Problems to solve:
a. According to the passage on estuarine carbon cycling, what are macrobiota generally ignored in?
b. Write a continuation of the passage on estuarine carbon cycling, beginning after its last sentence.

Passage shown:
Role of SAV in estuarine inorganic carbon cycling

By Cassie Gurbisz in SAV carbon cycling

deploying a benthic chamber

Accurate climate prediction requires a detailed understanding of the global carbon cycle. A key carbon cycle feature is the transport of carbon from land to the open ocean. Before reaching the ocean, carbon carried by rivers passes through estuaries, where significant transformations take place. Many of these transformations are mediated by living organisms, such as oysters, clams, salt marshes, mangroves, and seagrasses. However, these “macrobiota” are generally ignored in models of carbon transformations in estuaries. This project aims to advance our understanding of the role that macrobiota play in estuarine carbon dynamics and, ultimately, the large-scale marine cycles of carbon.

Excerpts from a location annotation dataset

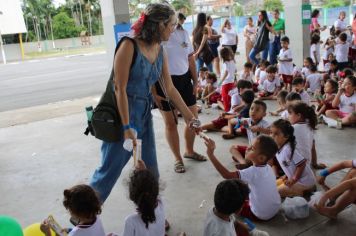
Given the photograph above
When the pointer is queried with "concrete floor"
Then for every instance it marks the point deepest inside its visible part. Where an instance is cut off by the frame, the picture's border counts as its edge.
(41, 158)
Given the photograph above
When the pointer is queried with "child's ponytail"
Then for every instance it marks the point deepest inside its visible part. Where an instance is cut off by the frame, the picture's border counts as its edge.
(288, 131)
(307, 113)
(144, 189)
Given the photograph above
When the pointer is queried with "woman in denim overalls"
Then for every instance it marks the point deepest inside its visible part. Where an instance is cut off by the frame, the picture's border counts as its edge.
(133, 94)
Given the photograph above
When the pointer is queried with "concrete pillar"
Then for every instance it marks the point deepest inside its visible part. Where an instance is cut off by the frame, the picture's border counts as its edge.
(298, 33)
(113, 12)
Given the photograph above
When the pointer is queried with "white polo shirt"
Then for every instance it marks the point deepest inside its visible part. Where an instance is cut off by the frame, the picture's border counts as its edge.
(178, 48)
(347, 104)
(290, 163)
(265, 200)
(314, 81)
(285, 67)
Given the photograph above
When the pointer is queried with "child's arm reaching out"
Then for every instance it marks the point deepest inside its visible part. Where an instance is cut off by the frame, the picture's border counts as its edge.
(225, 173)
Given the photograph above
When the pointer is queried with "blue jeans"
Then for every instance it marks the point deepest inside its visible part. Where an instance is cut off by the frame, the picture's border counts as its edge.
(200, 63)
(274, 48)
(253, 54)
(115, 157)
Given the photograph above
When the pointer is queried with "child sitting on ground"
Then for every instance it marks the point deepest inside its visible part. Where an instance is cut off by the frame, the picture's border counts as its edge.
(84, 206)
(298, 178)
(144, 192)
(285, 60)
(304, 121)
(227, 76)
(325, 101)
(345, 99)
(229, 197)
(314, 81)
(281, 99)
(237, 104)
(298, 87)
(340, 196)
(271, 85)
(253, 126)
(264, 200)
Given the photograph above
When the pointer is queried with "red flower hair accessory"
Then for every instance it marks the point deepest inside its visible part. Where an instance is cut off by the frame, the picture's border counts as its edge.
(137, 26)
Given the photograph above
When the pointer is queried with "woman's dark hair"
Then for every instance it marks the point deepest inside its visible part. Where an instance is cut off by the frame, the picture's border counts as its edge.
(82, 201)
(143, 190)
(155, 14)
(306, 112)
(315, 39)
(288, 131)
(315, 13)
(199, 28)
(293, 96)
(230, 196)
(265, 18)
(334, 84)
(226, 54)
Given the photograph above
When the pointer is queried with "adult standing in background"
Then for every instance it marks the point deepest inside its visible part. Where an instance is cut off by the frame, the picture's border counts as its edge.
(275, 44)
(229, 36)
(133, 94)
(340, 24)
(203, 54)
(181, 65)
(262, 39)
(250, 37)
(214, 43)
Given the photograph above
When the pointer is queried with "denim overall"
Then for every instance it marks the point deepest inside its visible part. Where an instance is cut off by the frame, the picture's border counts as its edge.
(142, 76)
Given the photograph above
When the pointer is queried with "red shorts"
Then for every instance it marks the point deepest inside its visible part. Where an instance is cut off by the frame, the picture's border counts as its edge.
(220, 122)
(287, 79)
(241, 149)
(247, 213)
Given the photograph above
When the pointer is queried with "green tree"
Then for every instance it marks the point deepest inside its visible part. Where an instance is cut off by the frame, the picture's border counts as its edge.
(270, 5)
(334, 3)
(64, 26)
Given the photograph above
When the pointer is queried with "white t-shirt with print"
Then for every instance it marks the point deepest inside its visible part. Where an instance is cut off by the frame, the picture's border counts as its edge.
(289, 165)
(304, 136)
(96, 229)
(347, 104)
(134, 226)
(314, 81)
(342, 52)
(315, 48)
(215, 226)
(265, 200)
(230, 68)
(285, 67)
(271, 86)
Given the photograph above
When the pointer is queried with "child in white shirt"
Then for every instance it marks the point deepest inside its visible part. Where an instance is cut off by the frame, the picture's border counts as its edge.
(271, 85)
(227, 76)
(264, 200)
(299, 177)
(314, 81)
(285, 60)
(149, 220)
(84, 206)
(345, 99)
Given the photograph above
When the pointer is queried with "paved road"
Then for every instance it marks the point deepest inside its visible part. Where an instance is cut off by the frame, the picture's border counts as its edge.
(44, 81)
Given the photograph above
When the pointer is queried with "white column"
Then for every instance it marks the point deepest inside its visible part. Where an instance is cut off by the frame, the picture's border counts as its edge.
(298, 33)
(113, 12)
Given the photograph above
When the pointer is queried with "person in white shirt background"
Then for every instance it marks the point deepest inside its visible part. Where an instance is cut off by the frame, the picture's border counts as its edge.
(229, 37)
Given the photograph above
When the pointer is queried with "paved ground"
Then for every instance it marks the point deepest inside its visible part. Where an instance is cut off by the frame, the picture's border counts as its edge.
(40, 159)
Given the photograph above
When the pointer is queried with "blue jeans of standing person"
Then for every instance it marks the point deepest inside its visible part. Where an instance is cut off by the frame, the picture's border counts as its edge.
(200, 63)
(274, 48)
(254, 52)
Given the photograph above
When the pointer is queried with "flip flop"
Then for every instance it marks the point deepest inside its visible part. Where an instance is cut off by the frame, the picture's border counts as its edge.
(195, 157)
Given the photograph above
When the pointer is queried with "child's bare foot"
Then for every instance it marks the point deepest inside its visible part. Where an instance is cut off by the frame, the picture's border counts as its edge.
(319, 166)
(327, 211)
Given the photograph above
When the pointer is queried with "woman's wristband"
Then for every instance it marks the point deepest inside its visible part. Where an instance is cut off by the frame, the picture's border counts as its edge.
(324, 173)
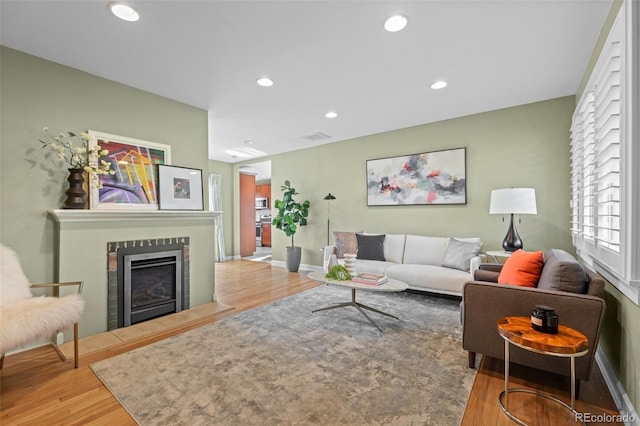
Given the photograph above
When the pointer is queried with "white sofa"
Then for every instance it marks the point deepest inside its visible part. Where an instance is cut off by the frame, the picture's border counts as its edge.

Results:
a. Models of carbon transformations in estuaries.

b.
Our lab’s role is to measure alkalinity fluxes in SAV beds in the York and Potomac Rivers using incubation chambers deployed in the field. We know that SAV and seagrasses are “blue carbon” ecosystems because the plant material they grow by taking up carbon dioxide during photosynthesis is often buried and stored as organic carbon in the underlying sediments. Therefore, they sequester carbon. However, we know much less about how the plants affect alkalinity, or the buffering capacity of the water. Since alkalinity can affect how much carbon dioxide the water can absorb from the atmosphere, any changes in alkalinity can ultimately affect whether an estuary is a source or sink for carbon dioxide.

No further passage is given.